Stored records
......

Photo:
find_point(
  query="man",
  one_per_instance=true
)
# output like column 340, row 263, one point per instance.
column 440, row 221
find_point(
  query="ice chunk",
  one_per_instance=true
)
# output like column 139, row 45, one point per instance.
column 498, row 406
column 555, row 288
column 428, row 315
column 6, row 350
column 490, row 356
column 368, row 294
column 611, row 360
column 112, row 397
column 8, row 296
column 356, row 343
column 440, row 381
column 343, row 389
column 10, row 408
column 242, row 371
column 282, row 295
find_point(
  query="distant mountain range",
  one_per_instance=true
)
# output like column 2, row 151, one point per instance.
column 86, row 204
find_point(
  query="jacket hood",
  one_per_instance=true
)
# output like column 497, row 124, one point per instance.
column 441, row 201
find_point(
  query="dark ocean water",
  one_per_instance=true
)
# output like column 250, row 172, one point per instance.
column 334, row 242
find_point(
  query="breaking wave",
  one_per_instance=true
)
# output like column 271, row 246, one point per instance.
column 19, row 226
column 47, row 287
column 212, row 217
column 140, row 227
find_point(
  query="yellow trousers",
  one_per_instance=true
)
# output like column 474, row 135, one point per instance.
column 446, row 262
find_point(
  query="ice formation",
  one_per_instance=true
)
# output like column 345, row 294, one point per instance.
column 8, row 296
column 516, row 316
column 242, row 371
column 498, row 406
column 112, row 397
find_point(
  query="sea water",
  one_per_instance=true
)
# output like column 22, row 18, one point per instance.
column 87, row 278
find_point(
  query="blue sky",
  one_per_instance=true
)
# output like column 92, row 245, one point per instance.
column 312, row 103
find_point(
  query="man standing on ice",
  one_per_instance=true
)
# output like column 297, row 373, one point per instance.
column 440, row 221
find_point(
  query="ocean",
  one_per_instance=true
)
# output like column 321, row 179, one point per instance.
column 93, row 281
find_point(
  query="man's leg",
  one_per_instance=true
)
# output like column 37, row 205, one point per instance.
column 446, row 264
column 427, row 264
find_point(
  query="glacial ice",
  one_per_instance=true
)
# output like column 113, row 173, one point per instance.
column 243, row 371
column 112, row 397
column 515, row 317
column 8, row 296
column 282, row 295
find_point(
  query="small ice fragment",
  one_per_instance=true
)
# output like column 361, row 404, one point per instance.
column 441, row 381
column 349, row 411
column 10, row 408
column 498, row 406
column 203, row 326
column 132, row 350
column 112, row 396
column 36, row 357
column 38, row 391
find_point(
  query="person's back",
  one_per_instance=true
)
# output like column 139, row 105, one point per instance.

......

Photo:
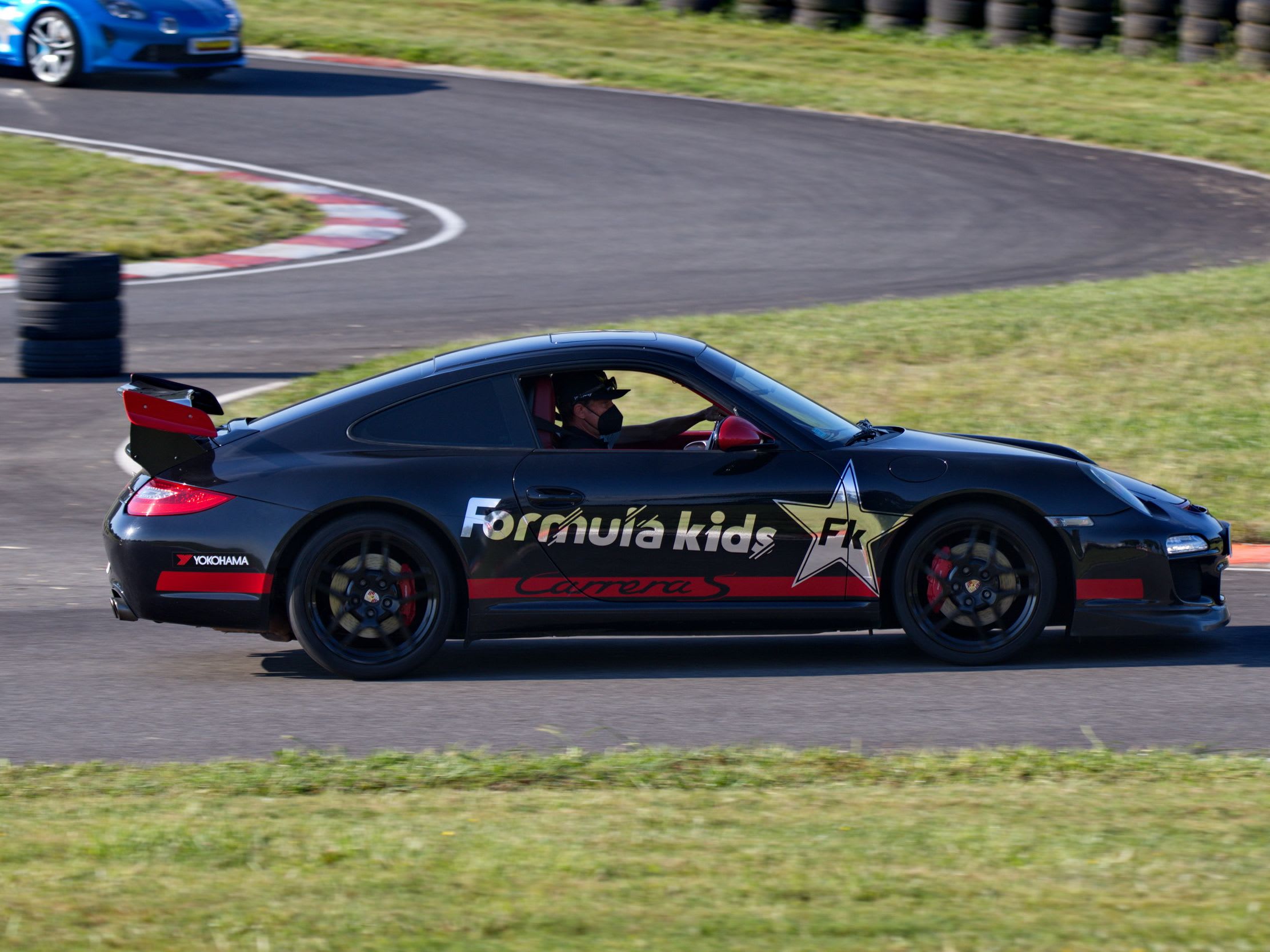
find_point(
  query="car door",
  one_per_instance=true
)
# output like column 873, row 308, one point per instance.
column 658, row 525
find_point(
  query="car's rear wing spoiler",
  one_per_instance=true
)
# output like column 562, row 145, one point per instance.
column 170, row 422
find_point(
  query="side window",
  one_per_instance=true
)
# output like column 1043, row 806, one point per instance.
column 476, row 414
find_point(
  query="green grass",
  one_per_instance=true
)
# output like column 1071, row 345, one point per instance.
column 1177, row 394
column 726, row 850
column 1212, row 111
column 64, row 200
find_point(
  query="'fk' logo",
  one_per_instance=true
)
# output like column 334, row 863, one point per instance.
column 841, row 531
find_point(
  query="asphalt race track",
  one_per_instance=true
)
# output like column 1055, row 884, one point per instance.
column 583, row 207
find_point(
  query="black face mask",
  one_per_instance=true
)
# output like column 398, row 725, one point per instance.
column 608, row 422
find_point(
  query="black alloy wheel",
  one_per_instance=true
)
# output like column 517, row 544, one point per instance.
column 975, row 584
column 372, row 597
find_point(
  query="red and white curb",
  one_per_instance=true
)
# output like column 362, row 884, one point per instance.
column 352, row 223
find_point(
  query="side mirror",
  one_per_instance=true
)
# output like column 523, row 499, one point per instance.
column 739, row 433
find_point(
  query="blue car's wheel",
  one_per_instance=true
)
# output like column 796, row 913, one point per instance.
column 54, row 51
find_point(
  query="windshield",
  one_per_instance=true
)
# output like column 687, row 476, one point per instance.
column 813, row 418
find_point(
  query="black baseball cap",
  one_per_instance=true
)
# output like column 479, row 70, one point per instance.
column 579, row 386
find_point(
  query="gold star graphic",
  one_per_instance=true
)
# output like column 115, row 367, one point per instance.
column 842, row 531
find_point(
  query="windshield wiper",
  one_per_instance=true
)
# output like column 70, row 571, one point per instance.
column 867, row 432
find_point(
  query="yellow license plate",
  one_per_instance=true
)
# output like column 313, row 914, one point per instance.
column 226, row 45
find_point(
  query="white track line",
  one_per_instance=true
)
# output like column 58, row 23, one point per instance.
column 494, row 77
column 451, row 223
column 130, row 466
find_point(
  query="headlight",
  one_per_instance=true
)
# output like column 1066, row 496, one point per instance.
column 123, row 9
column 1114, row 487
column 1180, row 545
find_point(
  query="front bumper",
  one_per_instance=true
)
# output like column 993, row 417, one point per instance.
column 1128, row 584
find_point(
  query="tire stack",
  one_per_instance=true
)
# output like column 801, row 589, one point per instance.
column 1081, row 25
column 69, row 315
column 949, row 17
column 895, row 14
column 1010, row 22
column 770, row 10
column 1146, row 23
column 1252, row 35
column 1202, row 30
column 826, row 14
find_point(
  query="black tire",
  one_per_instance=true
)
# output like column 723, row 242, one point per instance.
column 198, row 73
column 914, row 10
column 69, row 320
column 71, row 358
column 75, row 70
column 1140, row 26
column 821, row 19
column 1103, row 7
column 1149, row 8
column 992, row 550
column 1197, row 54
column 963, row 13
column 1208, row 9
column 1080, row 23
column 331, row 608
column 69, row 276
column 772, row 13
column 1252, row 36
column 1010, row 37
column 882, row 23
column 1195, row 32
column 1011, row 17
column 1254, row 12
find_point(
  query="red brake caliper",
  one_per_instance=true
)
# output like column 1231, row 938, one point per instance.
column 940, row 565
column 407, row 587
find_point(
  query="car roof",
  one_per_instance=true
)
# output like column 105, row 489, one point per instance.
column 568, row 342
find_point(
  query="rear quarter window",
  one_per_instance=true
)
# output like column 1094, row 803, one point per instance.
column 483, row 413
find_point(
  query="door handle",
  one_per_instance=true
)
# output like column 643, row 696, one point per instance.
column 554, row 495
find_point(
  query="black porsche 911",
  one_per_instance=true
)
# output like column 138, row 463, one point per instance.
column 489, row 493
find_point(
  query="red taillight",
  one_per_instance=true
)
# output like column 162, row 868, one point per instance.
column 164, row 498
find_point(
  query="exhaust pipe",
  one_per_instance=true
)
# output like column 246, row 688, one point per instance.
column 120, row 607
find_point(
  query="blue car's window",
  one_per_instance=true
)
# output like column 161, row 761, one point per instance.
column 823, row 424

......

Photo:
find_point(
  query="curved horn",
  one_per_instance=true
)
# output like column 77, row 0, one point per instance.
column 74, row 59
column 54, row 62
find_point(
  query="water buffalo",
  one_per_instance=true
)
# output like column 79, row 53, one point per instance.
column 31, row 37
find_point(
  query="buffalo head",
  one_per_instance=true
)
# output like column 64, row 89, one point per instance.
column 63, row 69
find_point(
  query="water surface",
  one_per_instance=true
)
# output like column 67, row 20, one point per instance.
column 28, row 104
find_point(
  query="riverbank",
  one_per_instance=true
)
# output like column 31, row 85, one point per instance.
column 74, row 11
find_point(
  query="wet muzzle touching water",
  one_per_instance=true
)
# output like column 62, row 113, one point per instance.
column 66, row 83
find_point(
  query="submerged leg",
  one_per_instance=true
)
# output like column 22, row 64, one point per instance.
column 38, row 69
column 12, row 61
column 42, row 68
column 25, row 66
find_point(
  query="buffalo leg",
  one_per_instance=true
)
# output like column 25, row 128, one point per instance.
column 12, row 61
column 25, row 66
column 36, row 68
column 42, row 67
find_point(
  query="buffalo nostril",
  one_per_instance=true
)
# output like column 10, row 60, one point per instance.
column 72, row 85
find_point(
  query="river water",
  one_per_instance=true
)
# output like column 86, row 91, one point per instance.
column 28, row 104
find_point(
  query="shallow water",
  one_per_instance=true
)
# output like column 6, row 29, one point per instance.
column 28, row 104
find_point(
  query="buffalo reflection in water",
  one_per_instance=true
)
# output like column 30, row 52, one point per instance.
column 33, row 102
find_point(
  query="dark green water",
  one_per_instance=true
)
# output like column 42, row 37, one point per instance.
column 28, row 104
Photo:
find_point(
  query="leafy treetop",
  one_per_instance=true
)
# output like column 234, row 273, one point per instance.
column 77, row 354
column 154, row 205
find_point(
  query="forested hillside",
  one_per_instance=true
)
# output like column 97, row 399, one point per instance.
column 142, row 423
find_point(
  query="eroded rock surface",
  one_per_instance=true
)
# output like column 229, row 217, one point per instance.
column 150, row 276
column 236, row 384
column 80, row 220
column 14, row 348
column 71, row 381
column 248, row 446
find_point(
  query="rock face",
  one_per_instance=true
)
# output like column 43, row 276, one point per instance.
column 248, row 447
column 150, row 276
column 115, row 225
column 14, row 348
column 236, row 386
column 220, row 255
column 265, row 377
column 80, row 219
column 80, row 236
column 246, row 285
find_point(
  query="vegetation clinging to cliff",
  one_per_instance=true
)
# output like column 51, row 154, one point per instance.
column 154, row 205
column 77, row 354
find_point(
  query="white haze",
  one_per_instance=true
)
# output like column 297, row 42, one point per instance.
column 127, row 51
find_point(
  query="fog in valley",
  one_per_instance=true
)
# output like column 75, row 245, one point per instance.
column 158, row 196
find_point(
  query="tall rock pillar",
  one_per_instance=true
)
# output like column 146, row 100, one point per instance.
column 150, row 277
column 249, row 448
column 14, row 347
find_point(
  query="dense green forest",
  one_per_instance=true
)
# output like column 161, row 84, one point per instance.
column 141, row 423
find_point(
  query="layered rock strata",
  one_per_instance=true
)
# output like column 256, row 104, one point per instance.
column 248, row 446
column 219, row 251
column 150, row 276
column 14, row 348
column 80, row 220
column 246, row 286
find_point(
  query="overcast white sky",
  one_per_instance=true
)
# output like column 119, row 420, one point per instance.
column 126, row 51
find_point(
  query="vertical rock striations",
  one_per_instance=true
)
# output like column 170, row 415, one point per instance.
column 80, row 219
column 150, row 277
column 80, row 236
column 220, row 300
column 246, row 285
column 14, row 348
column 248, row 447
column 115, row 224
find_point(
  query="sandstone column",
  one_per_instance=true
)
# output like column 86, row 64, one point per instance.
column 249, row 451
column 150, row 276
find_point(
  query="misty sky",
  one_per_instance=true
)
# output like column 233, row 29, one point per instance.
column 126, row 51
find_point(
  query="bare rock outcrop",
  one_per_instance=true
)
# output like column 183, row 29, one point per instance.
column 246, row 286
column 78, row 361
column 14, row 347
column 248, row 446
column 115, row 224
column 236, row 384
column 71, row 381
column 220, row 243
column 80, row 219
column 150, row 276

......

WORK INSTRUCTIONS:
Only lines that include "blue" belong in the answer; return them from the entries above.

RESPONSE:
  query="blue sky",
  query="blue car's wheel",
  query="blue car's window",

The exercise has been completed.